____ Supplied records

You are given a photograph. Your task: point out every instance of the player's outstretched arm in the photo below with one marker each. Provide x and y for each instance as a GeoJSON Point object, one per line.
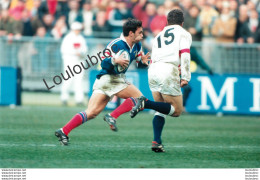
{"type": "Point", "coordinates": [146, 58]}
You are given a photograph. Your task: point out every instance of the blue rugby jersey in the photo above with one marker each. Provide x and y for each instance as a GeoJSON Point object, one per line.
{"type": "Point", "coordinates": [115, 46]}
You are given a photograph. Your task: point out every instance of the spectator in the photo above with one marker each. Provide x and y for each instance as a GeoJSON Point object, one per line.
{"type": "Point", "coordinates": [48, 23]}
{"type": "Point", "coordinates": [234, 8]}
{"type": "Point", "coordinates": [147, 15]}
{"type": "Point", "coordinates": [35, 9]}
{"type": "Point", "coordinates": [27, 25]}
{"type": "Point", "coordinates": [206, 20]}
{"type": "Point", "coordinates": [191, 20]}
{"type": "Point", "coordinates": [60, 29]}
{"type": "Point", "coordinates": [243, 34]}
{"type": "Point", "coordinates": [73, 50]}
{"type": "Point", "coordinates": [74, 13]}
{"type": "Point", "coordinates": [101, 26]}
{"type": "Point", "coordinates": [185, 6]}
{"type": "Point", "coordinates": [200, 3]}
{"type": "Point", "coordinates": [251, 7]}
{"type": "Point", "coordinates": [254, 26]}
{"type": "Point", "coordinates": [47, 7]}
{"type": "Point", "coordinates": [17, 11]}
{"type": "Point", "coordinates": [159, 21]}
{"type": "Point", "coordinates": [4, 4]}
{"type": "Point", "coordinates": [40, 62]}
{"type": "Point", "coordinates": [6, 23]}
{"type": "Point", "coordinates": [88, 16]}
{"type": "Point", "coordinates": [111, 6]}
{"type": "Point", "coordinates": [118, 16]}
{"type": "Point", "coordinates": [225, 26]}
{"type": "Point", "coordinates": [168, 4]}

________

Exercise instructions
Print exactly the lines between the line with "of the spectator" and the final line of the records above, both included.

Expected output
You are given a photograph. Your task: point out every instance of the spectator in the photo above with one marker each. Provide x and y for each instance as a GeoJSON Point object, one per line.
{"type": "Point", "coordinates": [48, 23]}
{"type": "Point", "coordinates": [234, 8]}
{"type": "Point", "coordinates": [147, 15]}
{"type": "Point", "coordinates": [35, 9]}
{"type": "Point", "coordinates": [27, 25]}
{"type": "Point", "coordinates": [206, 20]}
{"type": "Point", "coordinates": [191, 20]}
{"type": "Point", "coordinates": [60, 29]}
{"type": "Point", "coordinates": [243, 34]}
{"type": "Point", "coordinates": [73, 50]}
{"type": "Point", "coordinates": [74, 13]}
{"type": "Point", "coordinates": [101, 26]}
{"type": "Point", "coordinates": [185, 6]}
{"type": "Point", "coordinates": [200, 3]}
{"type": "Point", "coordinates": [251, 7]}
{"type": "Point", "coordinates": [254, 26]}
{"type": "Point", "coordinates": [47, 7]}
{"type": "Point", "coordinates": [17, 11]}
{"type": "Point", "coordinates": [159, 21]}
{"type": "Point", "coordinates": [4, 4]}
{"type": "Point", "coordinates": [40, 62]}
{"type": "Point", "coordinates": [6, 23]}
{"type": "Point", "coordinates": [88, 16]}
{"type": "Point", "coordinates": [111, 6]}
{"type": "Point", "coordinates": [118, 16]}
{"type": "Point", "coordinates": [225, 26]}
{"type": "Point", "coordinates": [168, 4]}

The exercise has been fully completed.